-- Begin --

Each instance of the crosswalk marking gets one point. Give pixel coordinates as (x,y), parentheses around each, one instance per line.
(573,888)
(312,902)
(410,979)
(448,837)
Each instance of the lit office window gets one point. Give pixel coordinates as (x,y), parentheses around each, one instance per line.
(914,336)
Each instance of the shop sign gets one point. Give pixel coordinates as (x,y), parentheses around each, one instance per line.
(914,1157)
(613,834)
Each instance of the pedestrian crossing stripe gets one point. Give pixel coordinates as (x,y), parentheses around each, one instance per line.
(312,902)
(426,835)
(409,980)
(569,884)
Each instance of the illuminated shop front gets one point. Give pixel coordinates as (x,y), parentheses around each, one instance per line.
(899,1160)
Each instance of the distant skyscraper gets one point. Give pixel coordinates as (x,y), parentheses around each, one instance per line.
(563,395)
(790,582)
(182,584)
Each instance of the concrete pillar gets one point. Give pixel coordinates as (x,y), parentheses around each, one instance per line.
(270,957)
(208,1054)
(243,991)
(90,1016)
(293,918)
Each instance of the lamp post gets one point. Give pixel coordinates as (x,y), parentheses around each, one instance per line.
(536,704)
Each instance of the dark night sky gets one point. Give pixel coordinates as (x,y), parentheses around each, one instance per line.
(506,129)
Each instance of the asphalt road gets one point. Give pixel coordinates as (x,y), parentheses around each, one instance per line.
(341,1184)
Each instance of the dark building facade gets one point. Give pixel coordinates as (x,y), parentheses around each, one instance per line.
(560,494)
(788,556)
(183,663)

-- End --

> [Requirements]: Using the material above, reproduce exactly the line that contains "Each instance of the shop" and all lines after it through the last one, and only those.

> [Problem solution]:
Each instance of the shop sign gets one point. Give pixel coordinates as (x,y), parentheses around each, one instance per line.
(914,1157)
(613,834)
Each instance of the pedestrian crossing stripe gets one point. Give pixel coordinates as (x,y), parentheses around each, one instance per line.
(312,902)
(426,835)
(409,980)
(569,884)
Each instance of the illuminated shop front gets one point. Give pixel coordinates as (x,y), parentheses around each, one instance per line.
(899,1160)
Each instance of the distant skyscraper gets one point. Give pixel coordinates as (x,y), parentheses around each, one instance per line.
(563,395)
(790,582)
(182,584)
Each instance of the concrete pillar gets one point. Give pixel coordinates as (x,y), parentheses around each, one instance per line.
(270,957)
(208,1054)
(243,991)
(90,1016)
(293,918)
Each instance of the lamp post gets one point. Give pixel coordinates as (x,y), parentheses around each, one instance per line.
(536,704)
Each instance of the dark night sky gets one point. Give pixel coordinates as (x,y), parentheses around each, one instance per line.
(506,129)
Each instance of the asphalt road gets one point. Give pixel coordinates as (x,y), parentheses around each, one instance per line.
(341,1184)
Each instance of the dark building facade gets one point. Give pixel coordinates as (x,y), parentheses around each, one instance per line.
(560,494)
(788,556)
(183,663)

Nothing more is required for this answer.